Entries from a point annotation set:
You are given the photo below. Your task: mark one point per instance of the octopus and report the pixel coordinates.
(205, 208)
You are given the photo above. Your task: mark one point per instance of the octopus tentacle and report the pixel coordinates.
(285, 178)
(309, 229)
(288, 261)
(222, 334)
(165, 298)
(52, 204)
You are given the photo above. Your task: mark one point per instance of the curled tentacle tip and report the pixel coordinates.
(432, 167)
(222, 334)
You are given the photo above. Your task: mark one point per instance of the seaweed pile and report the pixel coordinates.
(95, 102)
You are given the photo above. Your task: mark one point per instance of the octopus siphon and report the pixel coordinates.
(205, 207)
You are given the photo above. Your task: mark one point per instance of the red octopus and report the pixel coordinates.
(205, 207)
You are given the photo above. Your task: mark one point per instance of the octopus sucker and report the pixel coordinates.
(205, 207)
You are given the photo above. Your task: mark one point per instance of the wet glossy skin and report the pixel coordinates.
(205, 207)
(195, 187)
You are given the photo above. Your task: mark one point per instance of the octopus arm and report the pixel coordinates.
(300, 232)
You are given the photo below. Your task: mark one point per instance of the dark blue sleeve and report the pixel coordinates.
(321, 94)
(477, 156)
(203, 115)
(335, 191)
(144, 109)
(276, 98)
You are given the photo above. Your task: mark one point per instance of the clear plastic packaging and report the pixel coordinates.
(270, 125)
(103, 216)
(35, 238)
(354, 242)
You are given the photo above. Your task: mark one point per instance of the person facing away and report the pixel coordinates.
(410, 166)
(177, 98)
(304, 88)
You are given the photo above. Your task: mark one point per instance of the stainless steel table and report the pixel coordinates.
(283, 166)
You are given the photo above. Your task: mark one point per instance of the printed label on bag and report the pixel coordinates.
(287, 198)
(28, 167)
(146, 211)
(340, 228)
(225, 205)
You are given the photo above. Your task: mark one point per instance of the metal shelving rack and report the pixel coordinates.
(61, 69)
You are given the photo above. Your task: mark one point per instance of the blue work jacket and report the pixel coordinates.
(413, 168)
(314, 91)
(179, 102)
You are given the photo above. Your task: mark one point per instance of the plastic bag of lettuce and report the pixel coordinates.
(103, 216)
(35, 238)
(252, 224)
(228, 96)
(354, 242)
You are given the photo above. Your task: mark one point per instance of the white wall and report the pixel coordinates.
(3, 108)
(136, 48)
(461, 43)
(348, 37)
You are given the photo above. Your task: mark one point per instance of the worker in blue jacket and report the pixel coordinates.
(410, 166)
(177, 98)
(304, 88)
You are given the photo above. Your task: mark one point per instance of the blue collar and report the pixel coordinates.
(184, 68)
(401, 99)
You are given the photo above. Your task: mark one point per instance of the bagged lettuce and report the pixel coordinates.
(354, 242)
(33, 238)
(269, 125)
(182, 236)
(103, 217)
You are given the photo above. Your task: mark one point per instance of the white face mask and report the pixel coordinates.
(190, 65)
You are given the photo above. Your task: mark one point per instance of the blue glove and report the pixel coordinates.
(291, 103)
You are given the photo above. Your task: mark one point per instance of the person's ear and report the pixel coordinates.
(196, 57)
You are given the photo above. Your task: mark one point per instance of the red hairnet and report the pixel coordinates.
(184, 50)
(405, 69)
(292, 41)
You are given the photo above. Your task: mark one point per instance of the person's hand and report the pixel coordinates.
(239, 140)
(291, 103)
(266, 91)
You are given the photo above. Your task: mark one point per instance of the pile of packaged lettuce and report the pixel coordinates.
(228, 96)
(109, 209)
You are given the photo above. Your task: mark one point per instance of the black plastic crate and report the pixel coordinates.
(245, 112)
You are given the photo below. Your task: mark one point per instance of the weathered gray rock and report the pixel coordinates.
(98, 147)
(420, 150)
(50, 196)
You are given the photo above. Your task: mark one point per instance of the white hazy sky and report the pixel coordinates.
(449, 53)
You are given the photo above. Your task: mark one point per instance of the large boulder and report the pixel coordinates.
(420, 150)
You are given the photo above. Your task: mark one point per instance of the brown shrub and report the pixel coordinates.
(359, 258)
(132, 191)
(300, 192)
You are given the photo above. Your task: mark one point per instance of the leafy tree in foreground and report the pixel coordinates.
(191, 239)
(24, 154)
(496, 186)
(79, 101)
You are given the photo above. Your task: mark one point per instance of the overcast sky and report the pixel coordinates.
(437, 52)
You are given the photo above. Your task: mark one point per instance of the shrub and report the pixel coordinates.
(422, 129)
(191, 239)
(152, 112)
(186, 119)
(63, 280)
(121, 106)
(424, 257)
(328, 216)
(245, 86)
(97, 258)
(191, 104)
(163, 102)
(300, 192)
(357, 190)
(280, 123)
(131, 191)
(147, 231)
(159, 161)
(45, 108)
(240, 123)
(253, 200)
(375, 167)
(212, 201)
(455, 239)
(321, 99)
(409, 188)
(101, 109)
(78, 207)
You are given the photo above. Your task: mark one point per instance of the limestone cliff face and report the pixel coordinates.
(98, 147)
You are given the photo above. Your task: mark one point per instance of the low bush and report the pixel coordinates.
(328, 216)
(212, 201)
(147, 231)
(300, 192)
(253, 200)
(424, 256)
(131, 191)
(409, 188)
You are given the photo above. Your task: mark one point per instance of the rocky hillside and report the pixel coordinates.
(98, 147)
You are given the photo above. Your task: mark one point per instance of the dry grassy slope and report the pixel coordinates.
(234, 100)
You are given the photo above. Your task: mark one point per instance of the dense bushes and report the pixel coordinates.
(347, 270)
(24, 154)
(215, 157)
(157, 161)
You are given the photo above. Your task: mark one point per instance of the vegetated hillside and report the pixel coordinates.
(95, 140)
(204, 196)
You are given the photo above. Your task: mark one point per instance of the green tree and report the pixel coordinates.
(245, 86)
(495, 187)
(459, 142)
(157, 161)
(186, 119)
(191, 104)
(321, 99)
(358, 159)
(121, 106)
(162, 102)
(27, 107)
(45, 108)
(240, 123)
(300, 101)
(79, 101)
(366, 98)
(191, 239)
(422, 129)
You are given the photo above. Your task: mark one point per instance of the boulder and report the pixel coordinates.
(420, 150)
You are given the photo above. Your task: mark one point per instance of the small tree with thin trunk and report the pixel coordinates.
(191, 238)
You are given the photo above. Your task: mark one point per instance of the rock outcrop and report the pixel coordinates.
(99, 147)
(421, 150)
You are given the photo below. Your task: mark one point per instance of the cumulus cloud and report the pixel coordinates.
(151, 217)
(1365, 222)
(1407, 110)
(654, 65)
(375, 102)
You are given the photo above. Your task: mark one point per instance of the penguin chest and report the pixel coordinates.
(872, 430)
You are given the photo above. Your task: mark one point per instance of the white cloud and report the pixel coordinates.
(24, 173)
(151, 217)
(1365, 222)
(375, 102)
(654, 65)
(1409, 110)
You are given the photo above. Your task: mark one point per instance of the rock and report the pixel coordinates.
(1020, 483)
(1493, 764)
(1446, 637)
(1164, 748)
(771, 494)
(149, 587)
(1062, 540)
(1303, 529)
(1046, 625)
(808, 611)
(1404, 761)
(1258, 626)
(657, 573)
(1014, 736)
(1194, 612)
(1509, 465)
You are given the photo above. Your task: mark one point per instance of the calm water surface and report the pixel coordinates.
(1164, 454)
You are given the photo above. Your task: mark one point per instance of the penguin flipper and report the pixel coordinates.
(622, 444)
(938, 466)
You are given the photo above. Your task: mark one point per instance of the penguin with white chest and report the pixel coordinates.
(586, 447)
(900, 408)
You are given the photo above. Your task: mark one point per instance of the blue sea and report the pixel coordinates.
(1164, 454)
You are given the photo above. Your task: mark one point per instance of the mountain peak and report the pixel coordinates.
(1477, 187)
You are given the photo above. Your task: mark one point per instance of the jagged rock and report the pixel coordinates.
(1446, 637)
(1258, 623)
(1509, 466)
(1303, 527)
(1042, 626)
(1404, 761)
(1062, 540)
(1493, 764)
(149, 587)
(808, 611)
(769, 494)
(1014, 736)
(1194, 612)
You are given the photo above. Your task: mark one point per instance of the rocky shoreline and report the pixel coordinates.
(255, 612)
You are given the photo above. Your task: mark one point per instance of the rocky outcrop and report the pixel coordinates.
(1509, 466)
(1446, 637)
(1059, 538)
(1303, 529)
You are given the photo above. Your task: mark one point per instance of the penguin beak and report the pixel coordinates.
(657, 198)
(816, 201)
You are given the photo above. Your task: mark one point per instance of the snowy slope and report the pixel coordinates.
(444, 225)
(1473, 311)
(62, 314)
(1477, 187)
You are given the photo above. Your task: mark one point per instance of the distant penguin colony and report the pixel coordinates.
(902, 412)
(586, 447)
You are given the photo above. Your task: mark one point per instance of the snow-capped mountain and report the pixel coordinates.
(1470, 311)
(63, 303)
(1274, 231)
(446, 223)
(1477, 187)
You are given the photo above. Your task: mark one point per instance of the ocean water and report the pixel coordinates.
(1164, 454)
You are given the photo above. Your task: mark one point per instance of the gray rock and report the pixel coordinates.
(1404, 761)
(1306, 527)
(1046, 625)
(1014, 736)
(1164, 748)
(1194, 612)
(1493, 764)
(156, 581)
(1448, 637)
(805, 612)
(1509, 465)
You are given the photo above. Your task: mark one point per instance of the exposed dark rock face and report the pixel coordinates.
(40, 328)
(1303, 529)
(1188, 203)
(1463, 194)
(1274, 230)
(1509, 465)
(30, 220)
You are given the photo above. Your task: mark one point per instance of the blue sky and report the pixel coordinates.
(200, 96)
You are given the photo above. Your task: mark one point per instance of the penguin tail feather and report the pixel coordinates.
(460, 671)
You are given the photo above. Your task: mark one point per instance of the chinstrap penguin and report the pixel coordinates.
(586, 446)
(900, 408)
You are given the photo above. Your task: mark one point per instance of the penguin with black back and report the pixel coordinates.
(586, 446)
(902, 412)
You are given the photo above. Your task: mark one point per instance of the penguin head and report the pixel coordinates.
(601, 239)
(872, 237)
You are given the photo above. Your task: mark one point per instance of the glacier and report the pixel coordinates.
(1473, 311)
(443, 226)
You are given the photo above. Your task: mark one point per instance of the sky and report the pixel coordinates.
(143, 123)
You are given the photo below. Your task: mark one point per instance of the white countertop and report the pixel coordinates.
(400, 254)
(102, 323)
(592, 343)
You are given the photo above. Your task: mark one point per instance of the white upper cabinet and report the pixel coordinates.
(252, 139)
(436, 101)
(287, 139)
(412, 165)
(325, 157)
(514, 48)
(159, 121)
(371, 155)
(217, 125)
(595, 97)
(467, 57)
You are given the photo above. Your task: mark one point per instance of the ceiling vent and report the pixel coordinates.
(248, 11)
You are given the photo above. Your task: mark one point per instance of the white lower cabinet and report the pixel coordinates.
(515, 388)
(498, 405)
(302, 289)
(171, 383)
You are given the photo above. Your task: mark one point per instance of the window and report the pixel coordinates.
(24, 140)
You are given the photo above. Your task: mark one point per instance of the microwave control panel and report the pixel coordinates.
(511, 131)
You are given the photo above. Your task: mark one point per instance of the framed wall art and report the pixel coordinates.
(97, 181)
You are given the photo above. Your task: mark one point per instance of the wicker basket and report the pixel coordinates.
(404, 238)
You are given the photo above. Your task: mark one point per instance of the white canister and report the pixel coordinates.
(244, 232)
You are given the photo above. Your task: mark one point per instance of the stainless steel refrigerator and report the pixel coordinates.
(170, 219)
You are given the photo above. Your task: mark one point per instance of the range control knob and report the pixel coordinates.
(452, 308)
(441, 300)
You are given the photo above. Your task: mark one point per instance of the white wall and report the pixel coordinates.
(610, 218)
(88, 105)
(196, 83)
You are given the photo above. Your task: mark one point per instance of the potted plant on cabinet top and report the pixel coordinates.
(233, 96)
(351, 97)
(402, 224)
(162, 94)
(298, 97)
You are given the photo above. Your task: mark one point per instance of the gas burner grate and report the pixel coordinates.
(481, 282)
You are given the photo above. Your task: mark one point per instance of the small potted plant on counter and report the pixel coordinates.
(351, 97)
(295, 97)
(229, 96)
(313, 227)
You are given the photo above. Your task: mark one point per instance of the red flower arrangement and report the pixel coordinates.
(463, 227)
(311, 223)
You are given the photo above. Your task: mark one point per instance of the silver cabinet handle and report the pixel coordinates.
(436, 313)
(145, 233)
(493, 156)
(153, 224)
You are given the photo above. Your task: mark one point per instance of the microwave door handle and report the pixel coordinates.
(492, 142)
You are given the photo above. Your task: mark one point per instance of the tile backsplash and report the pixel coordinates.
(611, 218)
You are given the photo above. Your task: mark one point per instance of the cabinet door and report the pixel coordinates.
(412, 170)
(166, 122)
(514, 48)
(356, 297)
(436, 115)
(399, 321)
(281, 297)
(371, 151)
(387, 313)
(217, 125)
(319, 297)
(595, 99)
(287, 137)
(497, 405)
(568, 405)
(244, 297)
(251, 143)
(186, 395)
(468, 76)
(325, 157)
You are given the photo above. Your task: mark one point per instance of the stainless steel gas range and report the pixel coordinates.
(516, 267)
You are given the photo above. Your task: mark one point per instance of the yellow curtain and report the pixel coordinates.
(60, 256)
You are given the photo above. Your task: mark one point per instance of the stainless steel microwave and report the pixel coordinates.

Work to do:
Give back exactly the lines from the line holding "door handle and report the pixel coordinates." through the last line of the listing, including both.

Exercise solution:
You are given the photo above. Your task: mark one point per instance of the microwave door handle and report the pixel coordinates.
(492, 142)
You are given the photo above. Your task: mark one point per instance of the tile backsplash and report the pixel coordinates.
(611, 218)
You are given the photo above. Your task: mark one point per instance of the cabinet door and report the pixel coordinates.
(412, 170)
(166, 122)
(514, 48)
(356, 297)
(436, 115)
(399, 321)
(281, 297)
(371, 151)
(387, 313)
(217, 125)
(319, 297)
(595, 99)
(287, 137)
(497, 405)
(568, 405)
(244, 297)
(251, 143)
(186, 395)
(468, 76)
(325, 157)
You are given the photo above. Your task: mark one point per instance of the stainless steel gas range and report the pixel coordinates.
(516, 267)
You are given the photo above. Your task: mark one point per instance of the yellow curtain and report the pixel coordinates.
(60, 256)
You are given the photo above. Your task: mark one point per instance of the stainless steel microwave and report the pixel coordinates.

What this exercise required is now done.